### Set tasks
a: Please reproduce the part of the forum post on engine oil pressure that opens with the words containing "As for the valve" and closes with "gauge, I suppose:eyerole.".
b: Write what comes next in the forum post on engine oil pressure, picking up after its last sentence.

### Document excerpt
As for the valve cover oil leaks, there is not oil under pressure in the heads so I tend to think that's a sealing problem not an oil pressure issue.

Thanks Hib!

In fact, my buddy, VNV, had me do exactly what you said and I checked the oil pressure with a new gauge (Notice that I didn't say known good gauge since it was made in the PRC but only used once). The remote gauge and the dash gauge agee to within a few PSI. Time to throw away the Chicom gauge, I suppose:eyerole.

I orginally used 20w50 in this engine (rebuilt .030 original 327) and the needle pegged ALL the time. I should have said that my current oil is a 5w20(30?) and that did bring down the oil pressure somewhat.

### Data extract
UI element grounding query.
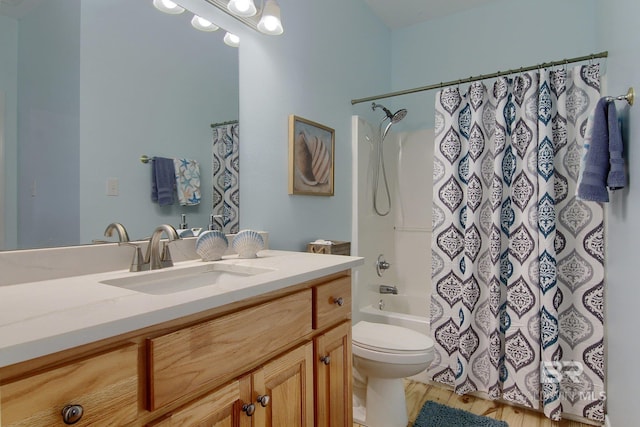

### Per-task outputs
a:
As for the valve cover oil leaks, there is not oil under pressure in the heads so I tend to think that's a sealing problem not an oil pressure issue.

Thanks Hib!

In fact, my buddy, VNV, had me do exactly what you said and I checked the oil pressure with a new gauge (Notice that I didn't say known good gauge since it was made in the PRC but only used once). The remote gauge and the dash gauge agee to within a few PSI. Time to throw away the Chicom gauge, I suppose:eyerole.

b:
The litany goes on. Three sets of valve covers, multiple sets/manufacturers of valve cover gaskets and I still have oil leaks on both sides, at the back. I should add that I have an oil take-off for the supercharger from the back of the engine (where the oil pressure is sensed) and I would have thought that would drop the oil pressure a bit. So the order of oil plumbing in the back, from the block top, is a short length of tubing to give me some working room (3/8 pipe?) to a "t". The oil prssure gauge comes off at the 90* and the riser feeds the supercharger from a 6AN hose. I'll post pictures tonight. When I first installed the take-off for the supercharger, I cranked the engine to see how much oil served the 'charger and a LOT of oil shot out into the coffee can. Forget about measuring volume, there was A LOT OF OIL.

Never thought that I'd complain about too much oil up top.

OK, lets say that I am 100% wrong and the valve covers are fine. Is there any way to have an oil leak, without a water leak, at the back of both heads where they meet the block? I see no evidence of a water leak, there is no oil in the coolant, no coolant in the oil pan. As noted previously, I had oil infiltration into the intake manifold. I've solved that problem. No fouled plugs. The car runs very well with no evidence of an oil leak anywhere else.

I'll appreciate John's part numbers for the standard oil spring since I have the pan pulled anyway.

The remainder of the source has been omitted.